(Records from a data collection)
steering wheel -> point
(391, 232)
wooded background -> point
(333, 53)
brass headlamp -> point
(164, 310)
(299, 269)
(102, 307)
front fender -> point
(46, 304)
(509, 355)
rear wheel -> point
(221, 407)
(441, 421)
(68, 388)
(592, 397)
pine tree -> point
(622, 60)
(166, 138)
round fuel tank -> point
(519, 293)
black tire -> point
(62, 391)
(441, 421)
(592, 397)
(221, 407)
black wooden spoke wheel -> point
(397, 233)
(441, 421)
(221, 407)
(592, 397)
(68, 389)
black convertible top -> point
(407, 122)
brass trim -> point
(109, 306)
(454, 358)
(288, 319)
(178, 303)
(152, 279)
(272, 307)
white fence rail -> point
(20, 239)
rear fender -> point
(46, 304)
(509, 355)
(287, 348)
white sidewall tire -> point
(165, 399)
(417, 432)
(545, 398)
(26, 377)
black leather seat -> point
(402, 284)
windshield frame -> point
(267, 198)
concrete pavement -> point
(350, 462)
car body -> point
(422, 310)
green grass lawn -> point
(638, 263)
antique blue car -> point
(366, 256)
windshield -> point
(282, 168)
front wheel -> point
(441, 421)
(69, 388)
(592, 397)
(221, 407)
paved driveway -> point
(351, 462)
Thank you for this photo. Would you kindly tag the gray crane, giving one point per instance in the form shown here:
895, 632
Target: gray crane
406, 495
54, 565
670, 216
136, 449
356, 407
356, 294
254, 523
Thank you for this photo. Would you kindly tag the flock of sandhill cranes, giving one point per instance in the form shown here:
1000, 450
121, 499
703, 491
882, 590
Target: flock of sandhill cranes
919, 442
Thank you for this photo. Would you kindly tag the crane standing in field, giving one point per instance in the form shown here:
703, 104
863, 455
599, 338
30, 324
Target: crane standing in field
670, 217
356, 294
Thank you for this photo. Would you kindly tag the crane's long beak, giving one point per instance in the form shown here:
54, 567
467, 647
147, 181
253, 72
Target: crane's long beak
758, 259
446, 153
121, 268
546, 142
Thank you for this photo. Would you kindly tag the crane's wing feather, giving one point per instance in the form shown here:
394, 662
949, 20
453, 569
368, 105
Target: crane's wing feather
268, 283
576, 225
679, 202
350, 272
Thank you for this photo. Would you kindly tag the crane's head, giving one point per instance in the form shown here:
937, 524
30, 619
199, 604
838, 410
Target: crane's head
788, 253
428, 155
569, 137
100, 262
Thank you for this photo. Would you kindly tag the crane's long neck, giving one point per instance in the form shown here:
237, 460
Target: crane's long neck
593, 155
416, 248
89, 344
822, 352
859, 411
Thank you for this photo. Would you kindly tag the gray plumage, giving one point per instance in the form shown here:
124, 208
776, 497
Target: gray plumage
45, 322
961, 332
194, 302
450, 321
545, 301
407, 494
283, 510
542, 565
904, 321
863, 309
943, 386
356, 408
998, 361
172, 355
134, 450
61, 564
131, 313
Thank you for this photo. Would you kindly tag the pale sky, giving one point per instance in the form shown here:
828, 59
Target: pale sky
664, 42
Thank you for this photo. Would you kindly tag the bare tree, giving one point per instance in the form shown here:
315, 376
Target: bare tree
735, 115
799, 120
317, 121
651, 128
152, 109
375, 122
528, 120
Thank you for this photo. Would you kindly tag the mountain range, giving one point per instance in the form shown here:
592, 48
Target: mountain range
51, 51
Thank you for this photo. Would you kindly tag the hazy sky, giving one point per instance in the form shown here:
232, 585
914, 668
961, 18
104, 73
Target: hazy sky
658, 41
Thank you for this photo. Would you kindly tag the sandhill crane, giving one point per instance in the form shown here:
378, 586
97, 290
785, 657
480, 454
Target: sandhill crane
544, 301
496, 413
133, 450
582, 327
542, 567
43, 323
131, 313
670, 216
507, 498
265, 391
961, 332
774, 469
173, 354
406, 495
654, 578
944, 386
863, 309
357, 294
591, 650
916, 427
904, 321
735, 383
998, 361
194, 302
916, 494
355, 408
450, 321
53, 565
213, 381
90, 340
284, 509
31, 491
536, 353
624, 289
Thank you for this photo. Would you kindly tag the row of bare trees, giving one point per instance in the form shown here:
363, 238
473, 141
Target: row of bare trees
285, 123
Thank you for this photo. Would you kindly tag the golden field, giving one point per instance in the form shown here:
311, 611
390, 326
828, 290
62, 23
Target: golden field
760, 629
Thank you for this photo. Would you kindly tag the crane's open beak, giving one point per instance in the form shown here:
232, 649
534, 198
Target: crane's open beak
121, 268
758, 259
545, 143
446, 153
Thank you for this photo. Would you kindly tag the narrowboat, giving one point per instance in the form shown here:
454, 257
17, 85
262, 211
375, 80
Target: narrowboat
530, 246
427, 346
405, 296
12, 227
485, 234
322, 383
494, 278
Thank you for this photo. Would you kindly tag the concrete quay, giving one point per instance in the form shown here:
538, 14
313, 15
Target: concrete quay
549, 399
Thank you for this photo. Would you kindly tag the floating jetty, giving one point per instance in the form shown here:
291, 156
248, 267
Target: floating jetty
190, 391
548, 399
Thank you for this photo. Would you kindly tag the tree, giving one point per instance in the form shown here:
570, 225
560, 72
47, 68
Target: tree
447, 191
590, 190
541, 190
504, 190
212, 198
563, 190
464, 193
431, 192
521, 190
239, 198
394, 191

» Required work
For each entry above, write out an exact copy.

» Answer for this exercise
steering wheel -> point
(391, 232)
wooded background -> point
(333, 53)
brass headlamp -> point
(164, 310)
(299, 269)
(102, 307)
front fender -> point
(46, 304)
(509, 355)
rear wheel -> point
(221, 407)
(441, 421)
(68, 388)
(592, 397)
pine tree -> point
(622, 60)
(166, 138)
round fuel tank -> point
(519, 293)
black tire -> point
(62, 391)
(441, 421)
(592, 397)
(221, 407)
black wooden spoke wheel -> point
(397, 233)
(441, 421)
(221, 407)
(592, 397)
(68, 389)
black convertible top -> point
(407, 122)
brass trim -> point
(109, 306)
(454, 358)
(288, 319)
(178, 303)
(152, 279)
(272, 307)
white fence rail -> point
(20, 239)
rear fender -> point
(46, 304)
(509, 355)
(287, 348)
white sidewall tire -> point
(165, 399)
(417, 432)
(545, 398)
(26, 377)
black leather seat -> point
(402, 284)
windshield frame -> point
(267, 198)
concrete pavement -> point
(350, 462)
car body -> point
(422, 310)
green grass lawn -> point
(638, 263)
antique blue car -> point
(366, 256)
windshield -> point
(282, 168)
front wheel -> point
(441, 421)
(69, 388)
(592, 397)
(221, 407)
paved driveway -> point
(351, 462)
Thank you for this photo. Would you kindly tag the gray crane, giving one point per instance in the form shown here:
895, 632
Target: gray crane
406, 495
54, 565
670, 216
136, 449
356, 407
356, 294
254, 523
Thank you for this photo. Would you kindly tag the flock of sandhill cranes, giving one point per instance in the form shown here:
1000, 450
121, 499
703, 491
882, 590
Target: flock of sandhill cranes
919, 442
Thank you for this photo. Would you kindly tag the crane standing in field, giving one point per instance in the form shown here:
703, 104
863, 455
599, 338
30, 324
Target: crane standing in field
670, 217
356, 294
Thank you for this photo. Would you kindly tag the crane's long beak, giving one point per instance in the form shown here:
54, 567
467, 647
147, 181
253, 72
Target: crane's long beak
758, 259
446, 153
121, 268
546, 142
Thank you for this photo. Would you kindly tag the crane's wing feather, giving one point per instance in the form shown here:
394, 662
949, 20
453, 569
368, 105
Target: crane's wing feather
268, 283
576, 225
679, 202
350, 272
Thank you for this photo. Would you kindly tag the crane's head, giving one point per instance in the form shown here:
937, 524
30, 619
199, 604
838, 410
Target: crane's head
788, 253
428, 155
569, 137
100, 262
Thank you for this photo. Would you kindly tag the crane's long neck, giving one point per instance in the form shown here:
237, 460
Target: crane's long neck
593, 155
416, 248
89, 344
822, 352
859, 411
Thank you for this photo. Would you kindly tag the gray plumage, giving one point per instance in the form shown here:
124, 208
776, 497
Target: gray plumage
45, 322
961, 332
194, 302
450, 321
545, 301
407, 494
283, 510
542, 565
904, 321
863, 309
943, 386
356, 408
998, 361
172, 355
134, 450
61, 564
131, 313
Thank you for this photo. Would you kindly tag the pale sky, giving one point per instance in the form shown here:
828, 59
Target: pale sky
664, 42
Thank you for this photo. Would you kindly tag the bare tree, giving one point per instance in the form shown here:
315, 376
Target: bare tree
735, 115
799, 120
317, 121
651, 128
152, 109
375, 122
528, 120
Thank you for this photo. Would you kindly tag the mountain range, giving one point per instance in the form shown here:
592, 48
Target: mountain range
51, 51
Thank you for this photo. Would you kindly tag the hazy sky, giving one point per instance in the form shown here:
232, 585
914, 668
961, 18
104, 73
Target: hazy sky
658, 41
Thank you for this photo. Would you kindly tag the sandhill crane, giving one point per instance in the form shown here:
378, 586
97, 290
785, 657
480, 454
Target: sandhill crane
544, 301
496, 413
133, 450
582, 327
542, 567
43, 323
131, 313
670, 216
507, 498
265, 391
961, 332
774, 469
173, 354
406, 495
654, 578
944, 386
863, 309
357, 294
591, 650
916, 427
904, 321
735, 383
998, 361
194, 302
916, 494
355, 408
450, 321
53, 565
213, 381
90, 340
284, 509
31, 491
536, 353
624, 289
Thank you for this photo. Would you kindly tag the row of bare trees, giving one point per instance in the form shown here:
363, 238
473, 141
Target: row of bare trees
285, 123
Thank you for this photo. Would you kindly tag the golden field, giving one point per instance in the form shown here:
311, 611
390, 326
828, 290
62, 23
Target: golden field
760, 629
Thank you for this photo. Would you kindly tag the crane's open beak, giving one point per instance in the form shown here:
232, 649
534, 198
Target: crane's open beak
121, 268
758, 259
545, 143
446, 153
Thank you for this photo. Would you kindly tag the narrowboat, giving one point per instance in the form shown here:
454, 257
17, 85
262, 211
375, 80
Target: narrowboat
530, 246
427, 346
405, 296
12, 227
485, 234
322, 383
494, 278
Thank you for this photo. Would you kindly tag the concrete quay, giving one point per instance in the form shown here:
538, 14
313, 15
Target: concrete quay
549, 399
Thank you for this photo. Would you kindly tag the floating jetty, giving one point per instance in the form shown here:
291, 156
248, 267
Target: floating jetty
190, 391
548, 399
Thank you for this photo. Would you kindly tag the tree, giving one point per instance in the form shown here:
570, 225
560, 72
47, 68
Target: tree
447, 191
590, 190
541, 190
504, 190
212, 198
563, 190
464, 193
431, 192
521, 190
239, 198
394, 191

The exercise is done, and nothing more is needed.